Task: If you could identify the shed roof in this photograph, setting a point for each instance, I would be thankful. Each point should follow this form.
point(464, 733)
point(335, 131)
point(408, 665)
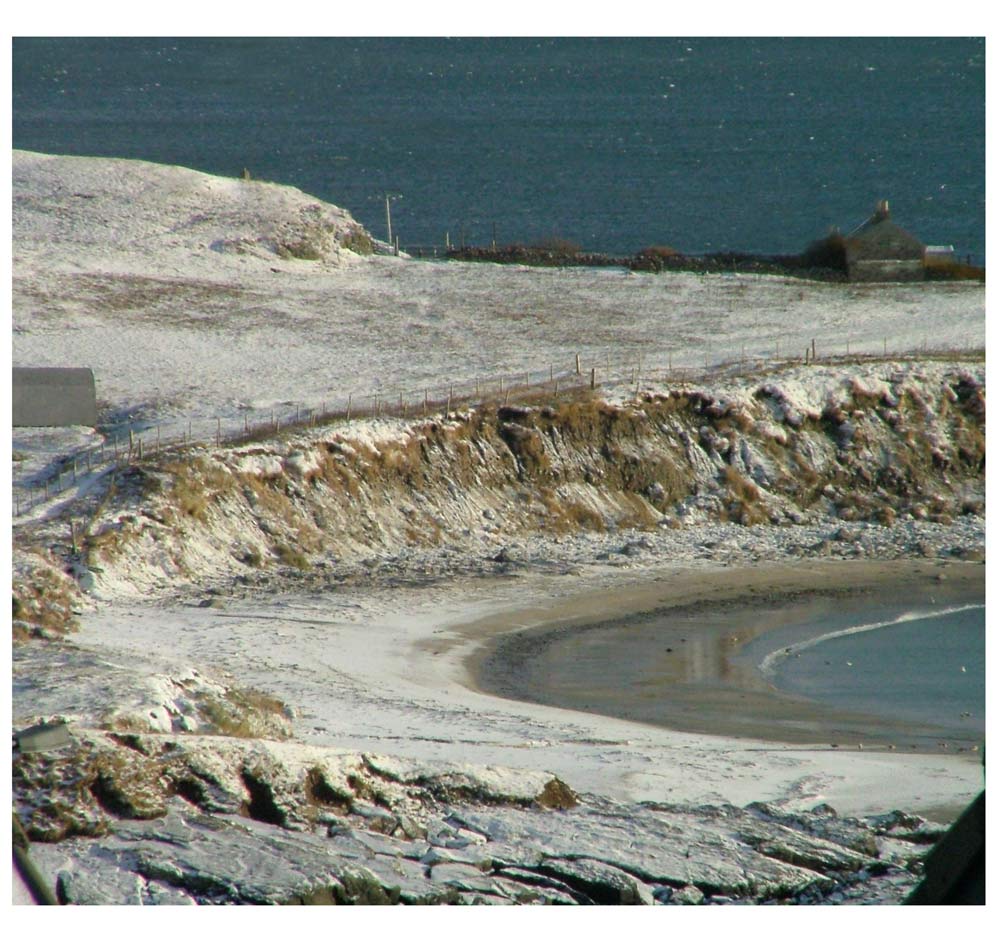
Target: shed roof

| Description of the task |
A complete answer gives every line of the records holding "roof".

| Exercise solution |
Task: If you could identify the shed roof in this photograph, setting a point for each instance, I would be thankful. Each point should follow this form.
Target: shed roof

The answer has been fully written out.